++++ Records provided
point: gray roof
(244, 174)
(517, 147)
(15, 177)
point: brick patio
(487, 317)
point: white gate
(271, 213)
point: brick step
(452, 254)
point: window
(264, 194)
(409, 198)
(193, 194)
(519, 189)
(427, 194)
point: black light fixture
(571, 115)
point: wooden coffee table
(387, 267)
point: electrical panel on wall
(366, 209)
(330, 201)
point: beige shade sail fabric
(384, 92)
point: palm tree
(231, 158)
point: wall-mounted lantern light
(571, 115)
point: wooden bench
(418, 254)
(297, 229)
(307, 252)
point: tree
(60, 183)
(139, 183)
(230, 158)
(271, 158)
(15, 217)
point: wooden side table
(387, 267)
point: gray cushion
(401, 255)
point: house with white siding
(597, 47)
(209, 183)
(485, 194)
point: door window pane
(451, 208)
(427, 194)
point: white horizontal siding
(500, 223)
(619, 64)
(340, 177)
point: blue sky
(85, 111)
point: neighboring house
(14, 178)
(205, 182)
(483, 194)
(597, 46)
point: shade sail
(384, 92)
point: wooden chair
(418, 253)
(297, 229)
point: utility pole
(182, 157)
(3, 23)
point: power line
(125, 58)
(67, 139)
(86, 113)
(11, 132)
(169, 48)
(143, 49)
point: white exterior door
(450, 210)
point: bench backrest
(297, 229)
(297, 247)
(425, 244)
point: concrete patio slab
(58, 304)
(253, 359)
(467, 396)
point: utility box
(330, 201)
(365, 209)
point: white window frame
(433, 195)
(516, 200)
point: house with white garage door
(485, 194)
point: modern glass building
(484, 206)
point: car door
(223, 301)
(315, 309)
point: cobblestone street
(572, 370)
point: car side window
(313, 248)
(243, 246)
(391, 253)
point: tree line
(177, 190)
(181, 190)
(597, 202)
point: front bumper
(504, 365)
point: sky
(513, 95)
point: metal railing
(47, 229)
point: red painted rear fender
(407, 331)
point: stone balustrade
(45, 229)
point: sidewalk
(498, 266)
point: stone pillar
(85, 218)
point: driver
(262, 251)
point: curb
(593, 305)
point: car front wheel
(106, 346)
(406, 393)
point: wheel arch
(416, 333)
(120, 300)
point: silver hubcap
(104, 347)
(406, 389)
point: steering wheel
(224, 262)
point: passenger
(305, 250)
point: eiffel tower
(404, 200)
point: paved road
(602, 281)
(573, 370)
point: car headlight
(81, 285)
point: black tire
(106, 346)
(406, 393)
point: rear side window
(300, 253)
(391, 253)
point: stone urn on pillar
++++++++
Reproduce every line of the data from the line with "point: car door" through the end of the data, and offset each coordinate value in the answers by adding 100 to it.

point: car door
(323, 401)
(415, 409)
point: cobblestone street
(672, 470)
point: car side window
(413, 348)
(343, 346)
(491, 353)
point: tree line
(277, 290)
(281, 290)
(697, 302)
point: front bumper
(604, 465)
point: sky
(613, 195)
point: metal railing
(147, 329)
point: red painted rear fender
(507, 431)
point: stone balustrade
(145, 329)
point: sidewalk
(598, 366)
point: stone pillar
(185, 318)
point: driver
(362, 351)
point: curb
(693, 405)
point: car front wheel
(206, 446)
(506, 493)
point: wheel arch
(516, 433)
(220, 400)
point: silver hubcap
(204, 447)
(506, 489)
point: steering wheel
(324, 362)
point: passenger
(405, 350)
point: eiffel tower
(504, 300)
point: paved road
(702, 381)
(673, 470)
point: car headlight
(181, 385)
point: black tire
(206, 446)
(506, 493)
point: rear side window
(400, 353)
(491, 353)
point: stone urn on pillar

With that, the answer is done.